#### Task directions
Return verbatim the run of lines that opens with the line holding "Target: television reflected in mirror" and closes with the last line of the records.

Material provided START

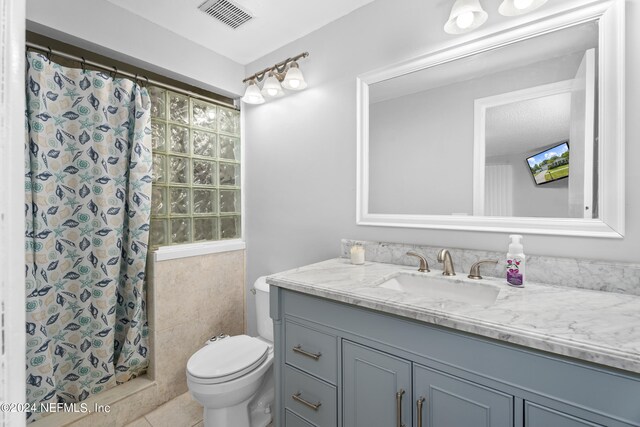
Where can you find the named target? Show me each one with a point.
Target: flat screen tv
(551, 164)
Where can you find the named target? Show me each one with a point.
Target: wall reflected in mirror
(515, 106)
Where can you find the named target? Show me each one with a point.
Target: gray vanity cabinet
(450, 401)
(377, 391)
(339, 365)
(376, 387)
(540, 416)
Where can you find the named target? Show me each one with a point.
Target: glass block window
(196, 170)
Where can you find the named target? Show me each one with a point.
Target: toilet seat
(227, 359)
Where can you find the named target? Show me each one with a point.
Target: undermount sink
(443, 288)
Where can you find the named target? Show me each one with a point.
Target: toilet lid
(227, 359)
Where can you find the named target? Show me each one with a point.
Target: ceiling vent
(225, 11)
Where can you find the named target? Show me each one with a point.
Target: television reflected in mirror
(550, 165)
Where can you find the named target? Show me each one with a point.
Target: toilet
(232, 376)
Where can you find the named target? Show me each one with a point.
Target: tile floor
(182, 411)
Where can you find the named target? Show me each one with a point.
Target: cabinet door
(453, 402)
(377, 388)
(539, 416)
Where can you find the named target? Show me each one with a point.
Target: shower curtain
(88, 186)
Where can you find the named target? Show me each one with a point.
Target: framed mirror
(521, 131)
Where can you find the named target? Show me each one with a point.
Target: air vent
(226, 12)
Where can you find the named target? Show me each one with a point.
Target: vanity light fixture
(466, 15)
(294, 80)
(285, 74)
(252, 94)
(271, 87)
(519, 7)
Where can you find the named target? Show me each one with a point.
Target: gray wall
(301, 149)
(549, 200)
(421, 145)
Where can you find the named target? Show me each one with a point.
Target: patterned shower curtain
(88, 186)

Material provided END

#### Result of the task
Target: television reflected in mirror
(550, 165)
Where can you find the named target? Show me each one with a point.
Target: toilet
(232, 376)
Where can you find the named target? Show me each one with a point.
Target: tile floor
(182, 411)
Where can you find the named target? Show me each one with a point.
Target: cabinet door
(453, 402)
(377, 388)
(539, 416)
Where can you find the named target? Show me each one with a point.
Target: shower curtain
(88, 186)
Where can you find the named target? Show me each one with a point.
Target: framed mirror
(521, 131)
Where can you find the named target? Show me each one with a point.
Target: air vent
(226, 12)
Where can you find the named target? Show me each one with a point.
Target: vanity light fixture
(466, 15)
(294, 80)
(285, 74)
(252, 94)
(271, 87)
(519, 7)
Where can you find the named target? Show me each one with a point.
Target: gray wall
(301, 149)
(549, 200)
(421, 145)
Where can you find the named target? Show me each one with a point.
Target: patterned shower curtain
(88, 186)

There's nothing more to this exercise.